──────── Passage

30. Crouching Tiger, Hidden Dragon: Sword of Destiny
That this sequel to Ang Lee’s award-festooned wuxia masterwork is written in the English language instead of the original Chinese tells you all you need to know. It’s the most glaring of a handful of artistic compromises made by director Yuen Woo-ping, who proves unable to replicate the delicate grace that made the original a sleeper hit even in subtitle-unfriendly America. The painterly photography has been supplanted by the flatness of prestige TV, and the long, pensive gaps in which viewers were once free to appreciate the rustling of tree branches or distant chiming of bells are now filled with meaningless exposition. The brisk fight choreography elevates Yuen’s film to a level of basic competency, but there are approximately 500 better martial-arts films a person could be watching — and a few of them are on Netflix!
29. Imperial Dreams
A curious specimen, this film was made and released in two dramatically different worlds. When the picture first premiered at Sundance in 2014, John Boyega was another handsome young Brit with a lot of promise and a stare capable of cutting metal. By the time Netflix unveiled it in 2017, he was an A-lister with a leading role in the biggest blockbuster franchise on the planet. Boyega stars here in the sort of small-scaled indie he’s now too expensive to appear in, as a recently freed gangster returning to L.A.’s volatile Watts neighborhood and learning how tough it can be to stay out of the game. Best-case scenario, this could have turned out to be a visual equivalent of Kendrick Lamar’s good kid, m.A.A.d city, and Boyega’s definitely capable of playing that ambivalence toward the city that raised and subsequently tried to kill him. But hackneyed dialogue and predictable plotting get in the way of this film’s bid for true excellence.
28. The Siege of Jadotville
Ever see a movie featuring a well-known actor with goofy facial hair and get the impression they’re trying more to hide from the audience than to blend in with the other characters? Fifty Shades of Grey todger-waggler Jamie Dornan dons a robust ’stache in this down-and-dirty war picture and fools exactly no one; we all know it’s you, Jamie Dornan. At any rate, this one’s pretty sharp about the geopolitical dimension of conflict, and overwrought when it comes to the personal. The retelling of one Irish U.N. peacekeeping force’s efforts to intervene in a Central African powder keg keenly understands how contradictory national interests must be resolved to foster a ceasefire, but cannot grasp the details of basic human behavior. That results in a weird dissonance, where the film works as a discrete whole but fails on a scene-by-scene basis.

────────────────

**Problem 1**
Reproduce part of the film rankings word for word, beginning at the words "28. The Siege" and ending after the words "a scene-by-scene basis.".
**Problem 2**
Carry on the film rankings from the point where they stop.

──────── Listing

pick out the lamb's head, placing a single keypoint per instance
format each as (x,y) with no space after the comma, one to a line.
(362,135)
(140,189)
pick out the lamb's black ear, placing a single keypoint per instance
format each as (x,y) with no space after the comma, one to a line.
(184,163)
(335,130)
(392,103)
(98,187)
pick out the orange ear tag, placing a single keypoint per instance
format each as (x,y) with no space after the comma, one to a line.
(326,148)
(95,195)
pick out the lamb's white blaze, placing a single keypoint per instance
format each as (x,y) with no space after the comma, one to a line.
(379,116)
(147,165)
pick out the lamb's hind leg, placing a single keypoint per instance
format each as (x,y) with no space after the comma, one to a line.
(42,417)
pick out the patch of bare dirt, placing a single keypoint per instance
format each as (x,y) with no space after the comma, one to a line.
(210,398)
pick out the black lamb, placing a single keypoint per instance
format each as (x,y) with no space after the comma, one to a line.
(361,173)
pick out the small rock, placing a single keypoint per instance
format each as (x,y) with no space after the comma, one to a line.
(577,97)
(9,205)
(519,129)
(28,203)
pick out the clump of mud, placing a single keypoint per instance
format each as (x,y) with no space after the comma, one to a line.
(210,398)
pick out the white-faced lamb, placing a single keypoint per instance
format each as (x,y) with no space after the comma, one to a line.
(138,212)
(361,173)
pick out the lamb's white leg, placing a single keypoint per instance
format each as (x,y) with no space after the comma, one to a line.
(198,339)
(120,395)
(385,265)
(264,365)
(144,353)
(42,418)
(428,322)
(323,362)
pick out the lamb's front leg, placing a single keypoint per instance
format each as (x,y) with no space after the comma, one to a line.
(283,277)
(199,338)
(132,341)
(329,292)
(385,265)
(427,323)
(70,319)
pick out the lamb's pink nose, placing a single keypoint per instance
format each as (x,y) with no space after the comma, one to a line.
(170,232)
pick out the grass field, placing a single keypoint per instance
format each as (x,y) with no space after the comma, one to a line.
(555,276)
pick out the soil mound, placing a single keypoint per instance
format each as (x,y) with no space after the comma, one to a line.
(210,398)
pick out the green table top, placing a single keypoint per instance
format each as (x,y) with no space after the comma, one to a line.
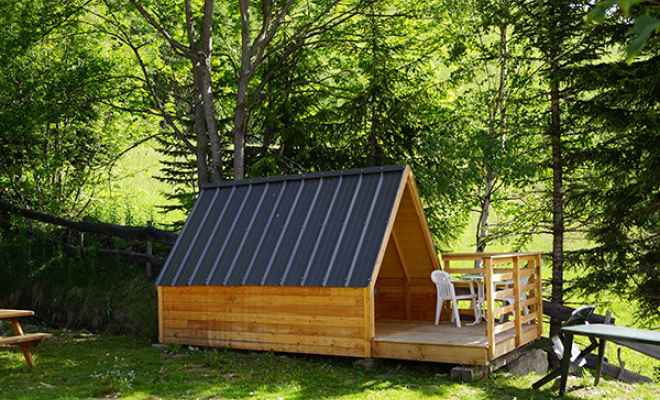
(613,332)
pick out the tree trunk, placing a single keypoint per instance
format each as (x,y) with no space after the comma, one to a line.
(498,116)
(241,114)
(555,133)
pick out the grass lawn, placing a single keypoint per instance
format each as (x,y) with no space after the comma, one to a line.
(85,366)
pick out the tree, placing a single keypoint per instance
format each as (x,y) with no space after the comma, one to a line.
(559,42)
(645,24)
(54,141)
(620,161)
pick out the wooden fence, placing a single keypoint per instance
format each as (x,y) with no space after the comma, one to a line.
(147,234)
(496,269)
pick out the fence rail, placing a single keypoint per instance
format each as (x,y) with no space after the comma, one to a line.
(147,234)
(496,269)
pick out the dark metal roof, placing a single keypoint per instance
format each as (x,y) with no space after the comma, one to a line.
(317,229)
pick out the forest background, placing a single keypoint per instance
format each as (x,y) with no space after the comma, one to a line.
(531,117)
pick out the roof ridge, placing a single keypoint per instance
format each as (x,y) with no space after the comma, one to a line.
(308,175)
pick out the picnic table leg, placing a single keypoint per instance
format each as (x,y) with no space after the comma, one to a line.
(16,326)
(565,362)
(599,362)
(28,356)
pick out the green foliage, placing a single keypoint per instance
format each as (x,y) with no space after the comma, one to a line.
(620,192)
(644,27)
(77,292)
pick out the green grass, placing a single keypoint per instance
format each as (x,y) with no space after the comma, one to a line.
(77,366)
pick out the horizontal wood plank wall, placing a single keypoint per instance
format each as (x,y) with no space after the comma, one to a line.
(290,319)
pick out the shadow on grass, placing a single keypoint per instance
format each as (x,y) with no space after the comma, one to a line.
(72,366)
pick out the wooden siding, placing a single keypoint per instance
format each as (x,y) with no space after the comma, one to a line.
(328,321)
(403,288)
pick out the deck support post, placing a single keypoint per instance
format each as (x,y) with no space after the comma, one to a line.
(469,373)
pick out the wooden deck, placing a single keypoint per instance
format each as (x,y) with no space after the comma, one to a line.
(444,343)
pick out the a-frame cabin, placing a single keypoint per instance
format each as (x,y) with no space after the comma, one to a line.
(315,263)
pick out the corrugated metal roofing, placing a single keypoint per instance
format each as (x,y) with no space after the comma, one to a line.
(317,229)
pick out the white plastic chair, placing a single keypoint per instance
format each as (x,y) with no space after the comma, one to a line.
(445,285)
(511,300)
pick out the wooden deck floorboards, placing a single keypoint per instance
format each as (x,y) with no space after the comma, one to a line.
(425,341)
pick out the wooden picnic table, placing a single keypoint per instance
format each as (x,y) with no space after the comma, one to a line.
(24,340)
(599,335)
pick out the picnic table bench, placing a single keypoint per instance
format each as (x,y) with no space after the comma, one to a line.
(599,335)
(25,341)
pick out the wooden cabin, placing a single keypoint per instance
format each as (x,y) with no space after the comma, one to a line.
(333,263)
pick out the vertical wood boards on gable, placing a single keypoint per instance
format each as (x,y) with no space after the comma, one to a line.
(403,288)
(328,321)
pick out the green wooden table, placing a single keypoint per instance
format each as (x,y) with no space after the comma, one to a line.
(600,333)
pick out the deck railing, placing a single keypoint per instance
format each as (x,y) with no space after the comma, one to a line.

────────────────

**Exercise answer 1**
28. The Siege of Jadotville
Ever see a movie featuring a well-known actor with goofy facial hair and get the impression they’re trying more to hide from the audience than to blend in with the other characters? Fifty Shades of Grey todger-waggler Jamie Dornan dons a robust ’stache in this down-and-dirty war picture and fools exactly no one; we all know it’s you, Jamie Dornan. At any rate, this one’s pretty sharp about the geopolitical dimension of conflict, and overwrought when it comes to the personal. The retelling of one Irish U.N. peacekeeping force’s efforts to intervene in a Central African powder keg keenly understands how contradictory national interests must be resolved to foster a ceasefire, but cannot grasp the details of basic human behavior. That results in a weird dissonance, where the film works as a discrete whole but fails on a scene-by-scene basis.

**Exercise answer 2**
Former Orange Is the New Black writer Sian Heder tries her hand behind the camera for this study in contrasts about three women all chafing under the demands of motherhood in their own way. In the title role, Ellen Page is a street urchin feeling lost after her good-for-nothing boyfriend abandons her, but finds new meaning in life when fate puts a helpless infant in her custody. With her own mother out of the picture, “Lu” goes to her ex’s mother (Allison Janney) for help, though she’s got plenty of regrets left over from her time with her son. (As the wayward baby’s thoroughly unfit original guardian, Tammy Blanchard completes the triumvirate of bad moms.) Well-measured restraint improves the acting across the board, which in turn keeps this film away from the treacly sentiment that occasionally rears its weepy head. Janney takes it in a walk, naturally.
26. A Message from the King
Roger Ebert once theorized that no film featuring a performance from Harry Dean Stanton or M. Emmet Walsh could be altogether bad. I’d add to that list Alfred Molina, who appears here in a typically stellar supporting turn as a rage-choked elder gangster. Casting’s really all that Fabrice Du Welz’s revenge thriller has going for it; Black Panther–to-be Chadwick Boseman busts out his South Afreekahn accent as a emigré who’s come to America from Cape Town in search of his lost sister. When he learns she’s recently been offed by some mobbed-up types, the rampage of vengeance begins, and as rampages go, it’s not half bad. Boseman’s an endlessly watchable performer, and Luke Evans holds his own as the primary baddie. Still, the script arrives at the same inevitable endpoint as any other movie about someone avenging a loved one. You know the old saying — before you embark upon a journey of revenge, dig two graves.
25. Win It All
A degenerate gambler (Jake Johnson) agrees to do one of his shadier buddies a simple favor: hold on to a sealed bag for the nine months the guy’s going to spend in prison, in exchange for a cool ten grand once he gets back. The rest of the movie writes itself: Of course he looks in the bag, of course it’s money, of course he uses that money to gamble, of course he loses it and gets himself into dangerous debt just as his pal’s come to collect, and of course he can only square himself up with one last big score. The grainy 16mm photography of the grittier streets of Chicago is a pleasure unto itself and Johnson plays the hangdog down-on-his-luck type with a lived-in believability, but still, you’ve all but seen the whole thing in the first ten minutes.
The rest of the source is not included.